**Problem statement:** Find every line in the material below that contains the word "shorts" and copy each of those lines. Case counts.

**Data excerpts:**
::::::::

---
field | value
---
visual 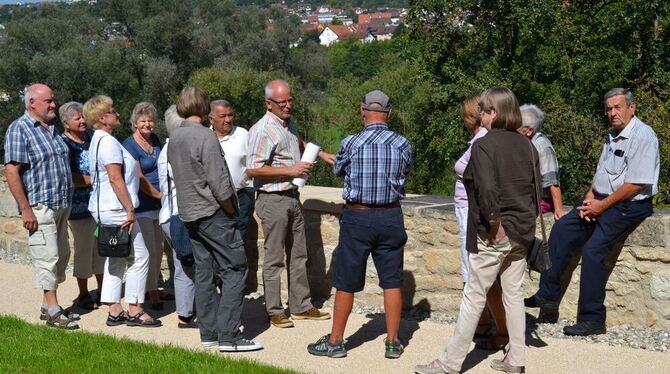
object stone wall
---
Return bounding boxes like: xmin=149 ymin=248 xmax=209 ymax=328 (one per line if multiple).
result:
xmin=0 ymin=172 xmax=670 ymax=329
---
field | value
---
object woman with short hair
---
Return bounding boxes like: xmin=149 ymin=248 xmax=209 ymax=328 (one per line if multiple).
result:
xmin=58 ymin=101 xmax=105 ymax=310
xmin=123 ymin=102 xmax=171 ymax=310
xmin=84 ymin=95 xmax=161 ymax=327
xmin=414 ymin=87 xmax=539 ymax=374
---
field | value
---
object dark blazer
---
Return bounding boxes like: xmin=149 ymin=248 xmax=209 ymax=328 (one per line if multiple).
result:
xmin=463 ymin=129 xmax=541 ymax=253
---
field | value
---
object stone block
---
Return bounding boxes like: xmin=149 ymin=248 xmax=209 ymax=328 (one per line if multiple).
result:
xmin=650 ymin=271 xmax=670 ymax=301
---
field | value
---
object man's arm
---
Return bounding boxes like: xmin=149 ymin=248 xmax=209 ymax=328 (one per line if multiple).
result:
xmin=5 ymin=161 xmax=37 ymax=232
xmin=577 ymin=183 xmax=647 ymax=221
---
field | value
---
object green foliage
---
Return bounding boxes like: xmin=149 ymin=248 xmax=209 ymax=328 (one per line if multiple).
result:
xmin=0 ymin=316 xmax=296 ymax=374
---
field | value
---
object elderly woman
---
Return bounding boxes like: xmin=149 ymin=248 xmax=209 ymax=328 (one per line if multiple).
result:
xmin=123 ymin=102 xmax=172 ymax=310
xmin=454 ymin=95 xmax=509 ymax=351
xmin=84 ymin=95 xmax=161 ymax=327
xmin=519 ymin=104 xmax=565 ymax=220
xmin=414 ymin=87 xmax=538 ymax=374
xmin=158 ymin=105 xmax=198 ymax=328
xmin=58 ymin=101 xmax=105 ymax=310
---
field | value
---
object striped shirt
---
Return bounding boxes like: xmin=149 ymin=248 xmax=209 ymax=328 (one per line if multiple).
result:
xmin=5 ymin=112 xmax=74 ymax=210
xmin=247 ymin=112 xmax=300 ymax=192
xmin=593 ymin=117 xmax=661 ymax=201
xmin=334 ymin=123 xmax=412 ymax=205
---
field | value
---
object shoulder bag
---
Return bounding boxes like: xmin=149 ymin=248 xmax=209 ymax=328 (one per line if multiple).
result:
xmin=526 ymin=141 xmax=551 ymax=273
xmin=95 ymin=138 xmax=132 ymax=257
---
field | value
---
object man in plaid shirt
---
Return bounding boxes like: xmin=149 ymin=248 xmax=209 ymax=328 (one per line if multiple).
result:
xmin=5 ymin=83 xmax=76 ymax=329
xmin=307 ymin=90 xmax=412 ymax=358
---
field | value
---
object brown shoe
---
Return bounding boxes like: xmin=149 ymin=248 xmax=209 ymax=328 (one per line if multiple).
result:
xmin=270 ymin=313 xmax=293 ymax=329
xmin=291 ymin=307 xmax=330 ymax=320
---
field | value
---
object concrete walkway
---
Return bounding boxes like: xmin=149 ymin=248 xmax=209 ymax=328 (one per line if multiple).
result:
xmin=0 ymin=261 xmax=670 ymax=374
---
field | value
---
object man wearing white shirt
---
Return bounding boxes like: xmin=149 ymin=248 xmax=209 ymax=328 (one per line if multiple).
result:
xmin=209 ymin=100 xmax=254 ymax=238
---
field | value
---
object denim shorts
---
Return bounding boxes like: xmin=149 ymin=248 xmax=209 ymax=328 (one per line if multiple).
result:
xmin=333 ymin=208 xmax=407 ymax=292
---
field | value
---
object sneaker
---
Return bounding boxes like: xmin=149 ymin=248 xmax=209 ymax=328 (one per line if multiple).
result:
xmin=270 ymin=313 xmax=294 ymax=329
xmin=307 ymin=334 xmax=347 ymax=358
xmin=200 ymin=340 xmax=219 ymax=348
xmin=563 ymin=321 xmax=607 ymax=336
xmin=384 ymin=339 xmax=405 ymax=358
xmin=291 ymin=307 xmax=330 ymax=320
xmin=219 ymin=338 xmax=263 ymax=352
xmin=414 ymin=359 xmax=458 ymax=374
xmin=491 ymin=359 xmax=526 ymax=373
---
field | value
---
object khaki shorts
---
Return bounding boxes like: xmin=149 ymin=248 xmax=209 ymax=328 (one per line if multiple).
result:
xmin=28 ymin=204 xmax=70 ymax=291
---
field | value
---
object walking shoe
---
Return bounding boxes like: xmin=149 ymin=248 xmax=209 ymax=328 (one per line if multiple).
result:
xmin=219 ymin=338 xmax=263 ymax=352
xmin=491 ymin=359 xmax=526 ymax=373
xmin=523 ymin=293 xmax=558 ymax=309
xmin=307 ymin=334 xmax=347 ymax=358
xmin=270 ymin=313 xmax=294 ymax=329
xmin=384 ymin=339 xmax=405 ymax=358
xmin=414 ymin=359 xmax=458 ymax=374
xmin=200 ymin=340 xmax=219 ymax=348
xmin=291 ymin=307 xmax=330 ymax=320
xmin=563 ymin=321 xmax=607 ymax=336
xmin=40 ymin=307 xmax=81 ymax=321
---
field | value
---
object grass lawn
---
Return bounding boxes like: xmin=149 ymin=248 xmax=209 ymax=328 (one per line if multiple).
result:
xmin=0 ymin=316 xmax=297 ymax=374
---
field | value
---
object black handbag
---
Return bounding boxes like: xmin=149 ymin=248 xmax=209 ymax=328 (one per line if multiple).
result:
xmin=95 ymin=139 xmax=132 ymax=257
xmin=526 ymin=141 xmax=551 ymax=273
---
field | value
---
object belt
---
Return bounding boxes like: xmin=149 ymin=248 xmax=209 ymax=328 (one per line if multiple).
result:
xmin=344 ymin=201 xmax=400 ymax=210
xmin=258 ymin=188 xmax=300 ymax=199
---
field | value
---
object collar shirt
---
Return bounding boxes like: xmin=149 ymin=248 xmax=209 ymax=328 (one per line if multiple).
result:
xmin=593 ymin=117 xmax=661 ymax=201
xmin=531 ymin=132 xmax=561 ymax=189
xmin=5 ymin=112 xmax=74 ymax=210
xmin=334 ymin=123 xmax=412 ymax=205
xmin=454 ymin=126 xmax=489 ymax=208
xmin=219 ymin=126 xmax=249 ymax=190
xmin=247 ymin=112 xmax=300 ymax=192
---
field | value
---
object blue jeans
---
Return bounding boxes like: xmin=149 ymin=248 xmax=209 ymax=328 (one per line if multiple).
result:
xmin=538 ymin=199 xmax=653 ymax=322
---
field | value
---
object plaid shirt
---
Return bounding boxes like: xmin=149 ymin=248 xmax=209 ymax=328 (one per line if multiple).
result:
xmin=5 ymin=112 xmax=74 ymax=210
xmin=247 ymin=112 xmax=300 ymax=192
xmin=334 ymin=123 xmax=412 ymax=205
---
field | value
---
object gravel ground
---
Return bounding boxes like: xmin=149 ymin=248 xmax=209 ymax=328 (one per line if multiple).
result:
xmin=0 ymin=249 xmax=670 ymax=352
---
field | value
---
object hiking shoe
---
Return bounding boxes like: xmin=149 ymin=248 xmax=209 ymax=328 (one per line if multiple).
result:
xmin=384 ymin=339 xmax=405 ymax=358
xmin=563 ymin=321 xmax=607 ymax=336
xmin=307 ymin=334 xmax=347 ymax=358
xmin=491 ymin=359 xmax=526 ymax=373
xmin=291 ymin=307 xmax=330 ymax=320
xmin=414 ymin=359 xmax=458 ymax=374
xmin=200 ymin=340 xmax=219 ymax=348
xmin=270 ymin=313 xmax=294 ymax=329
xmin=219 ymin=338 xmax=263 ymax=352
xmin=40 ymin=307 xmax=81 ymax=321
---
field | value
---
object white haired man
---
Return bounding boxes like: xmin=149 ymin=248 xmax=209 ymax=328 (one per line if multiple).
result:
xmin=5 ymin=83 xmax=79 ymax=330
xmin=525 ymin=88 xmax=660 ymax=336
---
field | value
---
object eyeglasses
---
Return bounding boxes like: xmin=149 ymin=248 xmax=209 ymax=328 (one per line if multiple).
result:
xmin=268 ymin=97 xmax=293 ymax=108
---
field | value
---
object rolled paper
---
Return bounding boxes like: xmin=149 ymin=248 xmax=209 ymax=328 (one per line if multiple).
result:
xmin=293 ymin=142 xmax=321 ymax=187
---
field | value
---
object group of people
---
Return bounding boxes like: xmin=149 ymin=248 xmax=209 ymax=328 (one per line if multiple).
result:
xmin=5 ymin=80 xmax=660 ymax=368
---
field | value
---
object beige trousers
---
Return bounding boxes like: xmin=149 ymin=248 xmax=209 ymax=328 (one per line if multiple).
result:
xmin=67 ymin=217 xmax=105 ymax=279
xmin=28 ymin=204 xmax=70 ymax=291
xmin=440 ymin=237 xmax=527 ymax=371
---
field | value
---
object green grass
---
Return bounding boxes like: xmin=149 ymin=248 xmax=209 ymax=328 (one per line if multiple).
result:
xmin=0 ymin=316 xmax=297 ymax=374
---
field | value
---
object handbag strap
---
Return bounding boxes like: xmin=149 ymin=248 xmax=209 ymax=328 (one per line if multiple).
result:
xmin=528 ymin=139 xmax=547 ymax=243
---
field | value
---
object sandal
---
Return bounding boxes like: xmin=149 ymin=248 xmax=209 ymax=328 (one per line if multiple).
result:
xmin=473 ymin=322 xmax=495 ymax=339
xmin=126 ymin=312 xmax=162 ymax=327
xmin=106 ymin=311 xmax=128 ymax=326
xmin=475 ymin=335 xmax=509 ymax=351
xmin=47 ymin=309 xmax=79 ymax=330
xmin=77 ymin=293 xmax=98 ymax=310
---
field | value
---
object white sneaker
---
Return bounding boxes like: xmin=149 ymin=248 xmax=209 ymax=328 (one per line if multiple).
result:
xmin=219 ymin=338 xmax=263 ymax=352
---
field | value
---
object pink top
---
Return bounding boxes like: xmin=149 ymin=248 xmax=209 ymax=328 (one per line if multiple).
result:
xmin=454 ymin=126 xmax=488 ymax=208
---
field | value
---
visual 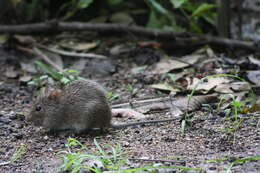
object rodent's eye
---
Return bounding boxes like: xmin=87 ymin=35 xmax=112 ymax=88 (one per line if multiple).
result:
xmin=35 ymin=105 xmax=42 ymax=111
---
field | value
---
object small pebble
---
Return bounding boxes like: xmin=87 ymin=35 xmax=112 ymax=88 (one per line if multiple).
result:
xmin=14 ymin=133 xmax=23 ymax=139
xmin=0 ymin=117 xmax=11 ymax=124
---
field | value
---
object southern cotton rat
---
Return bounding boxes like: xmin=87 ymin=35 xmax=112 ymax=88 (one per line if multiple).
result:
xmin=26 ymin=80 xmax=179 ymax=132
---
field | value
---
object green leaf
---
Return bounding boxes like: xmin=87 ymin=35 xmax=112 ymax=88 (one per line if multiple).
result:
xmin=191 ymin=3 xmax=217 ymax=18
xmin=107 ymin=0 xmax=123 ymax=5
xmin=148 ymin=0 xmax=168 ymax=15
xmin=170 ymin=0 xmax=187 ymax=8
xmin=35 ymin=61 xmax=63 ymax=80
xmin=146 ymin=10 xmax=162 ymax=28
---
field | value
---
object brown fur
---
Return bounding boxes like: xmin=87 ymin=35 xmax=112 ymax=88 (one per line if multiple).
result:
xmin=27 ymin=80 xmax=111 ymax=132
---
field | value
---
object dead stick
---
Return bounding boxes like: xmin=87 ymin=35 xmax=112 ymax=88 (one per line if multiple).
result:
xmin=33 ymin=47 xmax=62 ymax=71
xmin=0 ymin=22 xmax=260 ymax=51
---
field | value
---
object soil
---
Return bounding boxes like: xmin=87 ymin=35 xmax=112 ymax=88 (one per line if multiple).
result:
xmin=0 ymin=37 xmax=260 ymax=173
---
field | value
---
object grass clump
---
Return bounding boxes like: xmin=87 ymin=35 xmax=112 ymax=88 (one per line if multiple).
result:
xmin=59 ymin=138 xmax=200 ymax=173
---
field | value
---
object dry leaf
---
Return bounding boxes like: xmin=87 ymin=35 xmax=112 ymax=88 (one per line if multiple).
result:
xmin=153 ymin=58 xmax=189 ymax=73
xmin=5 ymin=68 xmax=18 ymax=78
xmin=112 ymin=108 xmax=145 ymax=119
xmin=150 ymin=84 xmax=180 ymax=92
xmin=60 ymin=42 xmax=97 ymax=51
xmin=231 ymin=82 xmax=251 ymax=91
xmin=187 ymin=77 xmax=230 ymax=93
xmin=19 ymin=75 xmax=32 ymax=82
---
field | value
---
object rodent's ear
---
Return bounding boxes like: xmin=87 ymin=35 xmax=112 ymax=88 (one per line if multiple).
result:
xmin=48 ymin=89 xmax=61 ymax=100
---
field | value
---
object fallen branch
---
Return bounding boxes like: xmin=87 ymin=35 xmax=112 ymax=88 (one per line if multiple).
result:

::::::::

**Full answer:**
object denim shorts
object khaki shorts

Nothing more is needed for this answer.